## Activity:
Report all lines of the data below that hold the word "creased".

## Dataset content:
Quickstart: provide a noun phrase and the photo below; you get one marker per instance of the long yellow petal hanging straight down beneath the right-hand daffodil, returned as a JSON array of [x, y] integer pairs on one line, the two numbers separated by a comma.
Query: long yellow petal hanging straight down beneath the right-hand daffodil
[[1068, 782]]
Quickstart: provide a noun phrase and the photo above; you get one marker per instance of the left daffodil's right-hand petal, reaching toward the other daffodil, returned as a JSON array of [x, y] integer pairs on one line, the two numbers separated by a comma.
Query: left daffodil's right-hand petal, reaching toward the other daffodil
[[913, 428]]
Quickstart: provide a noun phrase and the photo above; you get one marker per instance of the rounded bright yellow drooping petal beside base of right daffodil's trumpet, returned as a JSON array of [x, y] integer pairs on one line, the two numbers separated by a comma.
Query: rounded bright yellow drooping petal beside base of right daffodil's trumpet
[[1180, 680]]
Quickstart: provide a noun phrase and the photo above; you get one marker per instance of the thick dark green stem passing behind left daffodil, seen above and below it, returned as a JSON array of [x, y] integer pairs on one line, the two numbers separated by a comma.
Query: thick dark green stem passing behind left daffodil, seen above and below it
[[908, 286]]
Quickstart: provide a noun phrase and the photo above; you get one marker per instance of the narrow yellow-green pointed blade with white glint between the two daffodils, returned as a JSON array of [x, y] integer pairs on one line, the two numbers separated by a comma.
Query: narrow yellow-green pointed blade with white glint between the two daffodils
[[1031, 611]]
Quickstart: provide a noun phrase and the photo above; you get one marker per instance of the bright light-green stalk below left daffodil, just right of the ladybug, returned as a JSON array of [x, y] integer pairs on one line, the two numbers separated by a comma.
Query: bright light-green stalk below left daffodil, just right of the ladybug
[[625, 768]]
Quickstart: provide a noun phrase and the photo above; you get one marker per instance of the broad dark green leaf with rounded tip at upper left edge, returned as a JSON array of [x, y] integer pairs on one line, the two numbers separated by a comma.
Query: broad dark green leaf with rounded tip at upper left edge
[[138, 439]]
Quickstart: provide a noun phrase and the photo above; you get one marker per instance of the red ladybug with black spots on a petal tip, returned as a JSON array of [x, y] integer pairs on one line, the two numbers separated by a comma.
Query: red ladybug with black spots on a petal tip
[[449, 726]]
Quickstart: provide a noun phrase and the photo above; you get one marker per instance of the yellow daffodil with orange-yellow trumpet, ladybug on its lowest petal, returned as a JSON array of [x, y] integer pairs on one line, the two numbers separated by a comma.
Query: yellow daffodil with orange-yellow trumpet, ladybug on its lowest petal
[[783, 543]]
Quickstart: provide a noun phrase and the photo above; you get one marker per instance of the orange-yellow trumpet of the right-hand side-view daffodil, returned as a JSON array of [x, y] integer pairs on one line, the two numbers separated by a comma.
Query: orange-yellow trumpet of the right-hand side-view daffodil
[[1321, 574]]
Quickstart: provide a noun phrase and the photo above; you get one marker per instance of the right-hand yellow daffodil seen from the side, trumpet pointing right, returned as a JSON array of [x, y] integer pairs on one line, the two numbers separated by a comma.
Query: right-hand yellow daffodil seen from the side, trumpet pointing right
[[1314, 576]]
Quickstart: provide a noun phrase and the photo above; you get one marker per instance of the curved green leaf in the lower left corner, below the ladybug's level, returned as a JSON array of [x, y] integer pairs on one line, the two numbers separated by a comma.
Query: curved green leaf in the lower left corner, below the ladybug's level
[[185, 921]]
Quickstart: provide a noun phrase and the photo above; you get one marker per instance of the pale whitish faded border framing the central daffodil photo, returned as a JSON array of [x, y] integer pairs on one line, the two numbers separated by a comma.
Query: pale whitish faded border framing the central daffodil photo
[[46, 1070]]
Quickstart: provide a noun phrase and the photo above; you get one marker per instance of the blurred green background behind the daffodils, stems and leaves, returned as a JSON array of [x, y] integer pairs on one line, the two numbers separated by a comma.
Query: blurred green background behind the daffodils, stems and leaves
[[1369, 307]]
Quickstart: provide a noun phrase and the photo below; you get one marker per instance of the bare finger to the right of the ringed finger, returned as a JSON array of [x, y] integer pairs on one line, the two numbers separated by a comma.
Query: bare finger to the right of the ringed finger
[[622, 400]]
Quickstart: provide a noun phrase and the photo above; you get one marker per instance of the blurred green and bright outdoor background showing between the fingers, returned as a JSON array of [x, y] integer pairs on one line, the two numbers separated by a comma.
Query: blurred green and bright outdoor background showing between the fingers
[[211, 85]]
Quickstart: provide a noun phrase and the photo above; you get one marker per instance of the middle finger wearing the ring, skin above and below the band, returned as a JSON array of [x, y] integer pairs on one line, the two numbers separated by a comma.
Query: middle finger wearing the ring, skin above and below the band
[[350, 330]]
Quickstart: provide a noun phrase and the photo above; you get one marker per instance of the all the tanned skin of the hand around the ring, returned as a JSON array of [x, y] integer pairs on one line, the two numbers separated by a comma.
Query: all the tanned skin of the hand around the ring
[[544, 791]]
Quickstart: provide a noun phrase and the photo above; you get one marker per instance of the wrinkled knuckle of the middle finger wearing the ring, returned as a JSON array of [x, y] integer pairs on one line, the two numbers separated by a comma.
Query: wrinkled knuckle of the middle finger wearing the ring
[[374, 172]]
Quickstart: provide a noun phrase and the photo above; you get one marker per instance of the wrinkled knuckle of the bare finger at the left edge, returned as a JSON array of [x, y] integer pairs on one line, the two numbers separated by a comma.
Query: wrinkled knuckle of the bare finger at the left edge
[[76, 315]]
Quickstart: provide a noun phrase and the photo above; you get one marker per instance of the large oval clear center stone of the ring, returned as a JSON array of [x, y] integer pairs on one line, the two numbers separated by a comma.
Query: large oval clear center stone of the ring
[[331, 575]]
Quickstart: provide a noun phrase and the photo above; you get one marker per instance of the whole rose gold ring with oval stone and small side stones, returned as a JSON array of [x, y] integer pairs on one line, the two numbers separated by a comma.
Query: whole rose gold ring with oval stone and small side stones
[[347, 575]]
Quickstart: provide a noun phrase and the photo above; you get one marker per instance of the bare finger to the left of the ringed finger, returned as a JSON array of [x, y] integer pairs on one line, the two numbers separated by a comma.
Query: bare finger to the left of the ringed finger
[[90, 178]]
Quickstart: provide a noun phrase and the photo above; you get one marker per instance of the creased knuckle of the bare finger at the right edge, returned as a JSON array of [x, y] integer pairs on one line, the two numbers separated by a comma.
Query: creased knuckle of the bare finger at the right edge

## Task output:
Quickstart: provide a noun phrase and the photo above; you get one marker per instance of the creased knuckle of the bare finger at the right edge, returned as a JSON array of [x, y] integer pairs on one line, the two numbers separated by a comma.
Query: creased knuckle of the bare finger at the right edge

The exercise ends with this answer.